__REQUIRED TASK__. Reproduce the material below word for word, leaving out the pictures.
━━━ EXTRACTED RECORDS
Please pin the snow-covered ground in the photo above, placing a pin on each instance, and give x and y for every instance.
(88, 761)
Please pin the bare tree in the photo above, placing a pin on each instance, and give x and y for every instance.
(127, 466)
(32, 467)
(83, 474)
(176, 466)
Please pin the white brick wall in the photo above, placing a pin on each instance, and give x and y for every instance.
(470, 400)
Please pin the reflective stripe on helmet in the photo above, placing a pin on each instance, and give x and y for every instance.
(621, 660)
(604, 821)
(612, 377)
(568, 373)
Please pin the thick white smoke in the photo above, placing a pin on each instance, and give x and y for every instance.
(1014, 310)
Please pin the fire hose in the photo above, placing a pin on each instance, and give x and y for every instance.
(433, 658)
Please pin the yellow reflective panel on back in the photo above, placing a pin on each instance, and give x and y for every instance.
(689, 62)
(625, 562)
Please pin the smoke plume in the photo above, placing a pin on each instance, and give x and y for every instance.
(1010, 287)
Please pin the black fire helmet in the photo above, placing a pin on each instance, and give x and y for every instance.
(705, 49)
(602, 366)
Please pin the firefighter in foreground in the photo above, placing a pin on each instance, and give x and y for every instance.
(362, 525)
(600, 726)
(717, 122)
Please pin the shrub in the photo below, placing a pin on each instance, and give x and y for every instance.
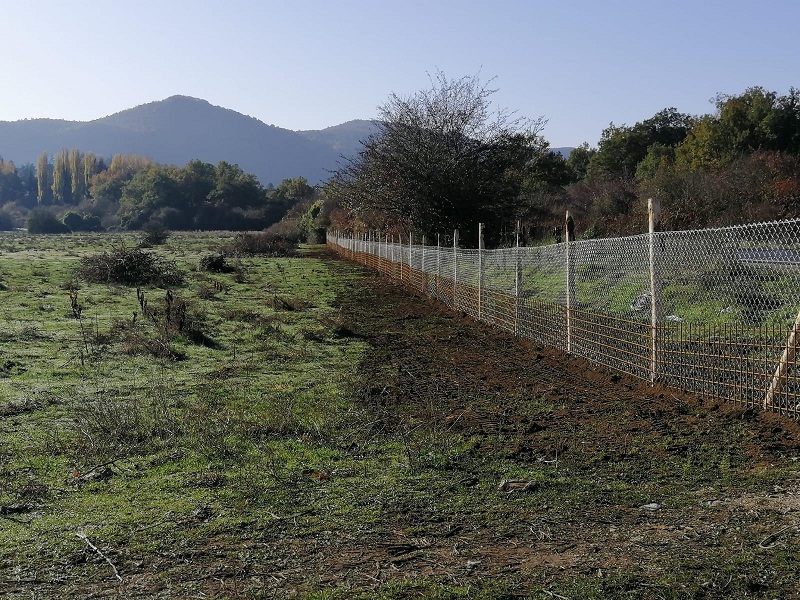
━━━━━━
__THE RESULT__.
Please pin the snow-covered ground in the photo above, placing a pin on each instance, and give x and y for every instance.
(88, 761)
Please pin the bare tree in the photo above, placing a pin on each instance, and give x and y for every instance.
(127, 466)
(32, 467)
(83, 474)
(176, 466)
Please pin the white brick wall in the photo above, placing a pin on each instance, and give x and y for every instance.
(470, 400)
Please pin the reflective stripe on helmet in the photo above, placing a pin on each instance, and give x and y for every instance.
(621, 660)
(604, 821)
(612, 377)
(568, 373)
Please pin the thick white smoke in the photo above, placing a pin on each instance, and give x and y for every instance.
(1014, 310)
Please pin the fire hose in the photo above, placing a pin on each instance, and give x and y for every instance.
(433, 658)
Please pin the yellow reflective panel on back in the photo above, placing a pin on each instance, and give x and y for every instance.
(689, 62)
(625, 562)
Please pin the smoke plume in the photo above, placing a pin on each instance, and give x and y for every instance.
(1010, 287)
Please pin the black fire helmet in the photo above, placing a pin on each instance, and give x and y for every instance.
(705, 49)
(602, 366)
Please pin the firefighter in foreground in the photo above, placing a pin on each instance, and give x and y for every instance.
(362, 525)
(600, 726)
(717, 122)
Please pin the shrub in the photo below, placing a pin on each instance, and give x and y for every instance.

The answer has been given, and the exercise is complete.